Gather every line of the listing below that contains the string "clicks", copying each one in full.

» INFORMATION SHOWN

—————

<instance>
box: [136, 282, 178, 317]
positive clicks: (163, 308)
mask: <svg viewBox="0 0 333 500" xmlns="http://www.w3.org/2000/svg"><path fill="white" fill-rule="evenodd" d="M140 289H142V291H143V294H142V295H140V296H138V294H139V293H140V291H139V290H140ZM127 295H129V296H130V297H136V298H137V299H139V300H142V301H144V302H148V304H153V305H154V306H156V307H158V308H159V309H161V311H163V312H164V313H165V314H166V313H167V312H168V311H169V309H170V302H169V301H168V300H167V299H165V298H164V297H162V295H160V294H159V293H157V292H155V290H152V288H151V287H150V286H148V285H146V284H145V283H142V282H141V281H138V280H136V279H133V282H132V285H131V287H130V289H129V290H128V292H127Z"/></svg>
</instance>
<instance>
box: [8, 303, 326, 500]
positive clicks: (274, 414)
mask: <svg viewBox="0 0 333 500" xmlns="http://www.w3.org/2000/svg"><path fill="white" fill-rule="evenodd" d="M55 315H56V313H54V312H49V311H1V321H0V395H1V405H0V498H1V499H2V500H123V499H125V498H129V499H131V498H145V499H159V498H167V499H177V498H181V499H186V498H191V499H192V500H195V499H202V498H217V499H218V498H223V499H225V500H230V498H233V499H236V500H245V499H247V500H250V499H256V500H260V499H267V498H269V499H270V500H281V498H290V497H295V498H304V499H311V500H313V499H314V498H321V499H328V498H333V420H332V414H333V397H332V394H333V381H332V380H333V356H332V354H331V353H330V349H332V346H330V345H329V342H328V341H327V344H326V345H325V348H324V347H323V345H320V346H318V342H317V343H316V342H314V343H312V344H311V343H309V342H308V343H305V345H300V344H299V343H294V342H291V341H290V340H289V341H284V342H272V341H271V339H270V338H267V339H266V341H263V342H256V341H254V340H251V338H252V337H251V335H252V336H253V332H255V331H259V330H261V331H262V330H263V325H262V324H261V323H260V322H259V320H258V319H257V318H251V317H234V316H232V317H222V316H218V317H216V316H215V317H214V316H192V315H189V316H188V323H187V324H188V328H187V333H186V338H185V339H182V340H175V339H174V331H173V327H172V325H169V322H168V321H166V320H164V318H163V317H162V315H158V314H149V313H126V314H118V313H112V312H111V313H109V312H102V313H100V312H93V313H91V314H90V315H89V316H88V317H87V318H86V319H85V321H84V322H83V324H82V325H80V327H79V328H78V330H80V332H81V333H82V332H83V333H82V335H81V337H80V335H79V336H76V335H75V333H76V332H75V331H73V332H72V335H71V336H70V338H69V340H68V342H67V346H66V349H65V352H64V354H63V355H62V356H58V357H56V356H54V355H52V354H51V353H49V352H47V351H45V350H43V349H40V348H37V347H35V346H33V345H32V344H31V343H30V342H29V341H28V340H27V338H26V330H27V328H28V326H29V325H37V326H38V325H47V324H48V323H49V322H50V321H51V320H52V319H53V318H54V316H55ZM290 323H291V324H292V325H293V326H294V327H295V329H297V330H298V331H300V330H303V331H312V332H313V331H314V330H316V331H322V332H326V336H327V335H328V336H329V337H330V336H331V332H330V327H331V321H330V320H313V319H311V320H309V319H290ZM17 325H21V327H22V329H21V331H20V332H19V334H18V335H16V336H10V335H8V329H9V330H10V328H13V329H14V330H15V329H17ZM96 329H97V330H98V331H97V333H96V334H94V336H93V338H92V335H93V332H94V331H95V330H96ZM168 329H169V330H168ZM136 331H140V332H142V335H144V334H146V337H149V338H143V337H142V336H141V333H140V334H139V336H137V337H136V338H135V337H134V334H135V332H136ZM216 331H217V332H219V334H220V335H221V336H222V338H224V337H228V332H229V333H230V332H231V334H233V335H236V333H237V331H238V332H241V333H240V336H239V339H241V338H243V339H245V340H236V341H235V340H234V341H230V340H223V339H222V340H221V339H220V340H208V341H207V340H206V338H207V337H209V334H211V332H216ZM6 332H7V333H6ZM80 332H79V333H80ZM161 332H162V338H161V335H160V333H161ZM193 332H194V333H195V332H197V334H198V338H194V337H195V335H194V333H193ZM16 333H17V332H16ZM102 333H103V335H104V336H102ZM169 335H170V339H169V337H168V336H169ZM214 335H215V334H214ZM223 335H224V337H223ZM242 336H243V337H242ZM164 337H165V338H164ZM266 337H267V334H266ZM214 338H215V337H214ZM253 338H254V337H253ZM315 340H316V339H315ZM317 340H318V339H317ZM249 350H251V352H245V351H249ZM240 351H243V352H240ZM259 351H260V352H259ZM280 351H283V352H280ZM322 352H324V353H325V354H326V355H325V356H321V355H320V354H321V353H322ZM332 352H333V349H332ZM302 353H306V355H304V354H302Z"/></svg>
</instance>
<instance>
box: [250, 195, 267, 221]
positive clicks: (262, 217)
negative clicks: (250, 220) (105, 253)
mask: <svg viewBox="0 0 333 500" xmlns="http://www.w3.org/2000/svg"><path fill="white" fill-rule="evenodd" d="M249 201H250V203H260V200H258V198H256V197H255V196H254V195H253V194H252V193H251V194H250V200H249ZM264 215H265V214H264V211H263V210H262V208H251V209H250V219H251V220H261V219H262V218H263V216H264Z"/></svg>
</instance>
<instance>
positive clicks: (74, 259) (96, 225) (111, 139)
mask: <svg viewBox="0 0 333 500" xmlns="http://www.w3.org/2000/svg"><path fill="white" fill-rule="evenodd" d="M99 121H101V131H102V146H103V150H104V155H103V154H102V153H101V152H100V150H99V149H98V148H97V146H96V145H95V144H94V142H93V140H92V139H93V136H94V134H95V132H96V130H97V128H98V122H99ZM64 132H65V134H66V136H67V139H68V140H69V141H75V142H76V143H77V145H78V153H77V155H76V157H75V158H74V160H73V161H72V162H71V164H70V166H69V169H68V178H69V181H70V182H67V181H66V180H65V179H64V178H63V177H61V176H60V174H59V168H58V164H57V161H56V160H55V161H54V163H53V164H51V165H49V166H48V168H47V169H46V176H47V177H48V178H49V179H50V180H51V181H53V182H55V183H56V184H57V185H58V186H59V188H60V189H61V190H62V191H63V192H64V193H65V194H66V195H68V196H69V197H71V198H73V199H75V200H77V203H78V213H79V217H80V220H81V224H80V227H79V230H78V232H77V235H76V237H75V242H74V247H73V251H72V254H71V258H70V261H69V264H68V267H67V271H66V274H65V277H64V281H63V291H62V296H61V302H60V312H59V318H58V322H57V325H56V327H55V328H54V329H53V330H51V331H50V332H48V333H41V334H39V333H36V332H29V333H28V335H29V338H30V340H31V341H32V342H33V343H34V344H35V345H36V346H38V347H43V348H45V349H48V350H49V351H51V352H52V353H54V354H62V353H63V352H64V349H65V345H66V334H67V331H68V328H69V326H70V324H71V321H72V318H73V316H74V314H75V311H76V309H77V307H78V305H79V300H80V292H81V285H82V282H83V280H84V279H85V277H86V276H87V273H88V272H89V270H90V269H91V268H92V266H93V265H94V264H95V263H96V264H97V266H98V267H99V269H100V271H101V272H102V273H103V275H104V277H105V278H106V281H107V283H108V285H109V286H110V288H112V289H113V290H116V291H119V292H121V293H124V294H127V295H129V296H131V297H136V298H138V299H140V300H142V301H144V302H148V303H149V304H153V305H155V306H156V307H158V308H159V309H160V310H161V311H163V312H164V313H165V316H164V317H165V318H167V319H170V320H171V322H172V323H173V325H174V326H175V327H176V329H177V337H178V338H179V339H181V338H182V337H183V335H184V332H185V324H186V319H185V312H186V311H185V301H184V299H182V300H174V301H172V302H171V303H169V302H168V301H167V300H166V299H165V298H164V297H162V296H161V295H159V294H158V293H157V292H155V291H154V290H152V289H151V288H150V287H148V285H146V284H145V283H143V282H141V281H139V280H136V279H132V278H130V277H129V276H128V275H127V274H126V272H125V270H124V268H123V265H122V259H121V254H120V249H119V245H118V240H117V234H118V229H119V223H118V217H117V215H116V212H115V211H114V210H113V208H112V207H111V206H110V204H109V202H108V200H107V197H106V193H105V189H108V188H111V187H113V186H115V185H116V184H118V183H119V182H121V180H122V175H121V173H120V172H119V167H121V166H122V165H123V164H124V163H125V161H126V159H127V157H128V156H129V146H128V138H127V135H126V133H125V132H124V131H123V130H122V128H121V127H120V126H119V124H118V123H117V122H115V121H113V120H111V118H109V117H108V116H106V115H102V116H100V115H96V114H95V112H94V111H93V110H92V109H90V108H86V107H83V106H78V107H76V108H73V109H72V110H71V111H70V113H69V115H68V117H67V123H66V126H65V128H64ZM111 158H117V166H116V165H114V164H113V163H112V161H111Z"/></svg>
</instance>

—————

» RESULT OF THIS EXERCISE
positive clicks: (163, 308)
positive clicks: (274, 414)
positive clicks: (262, 217)
negative clicks: (250, 220) (105, 253)
positive clicks: (74, 259) (96, 225) (111, 139)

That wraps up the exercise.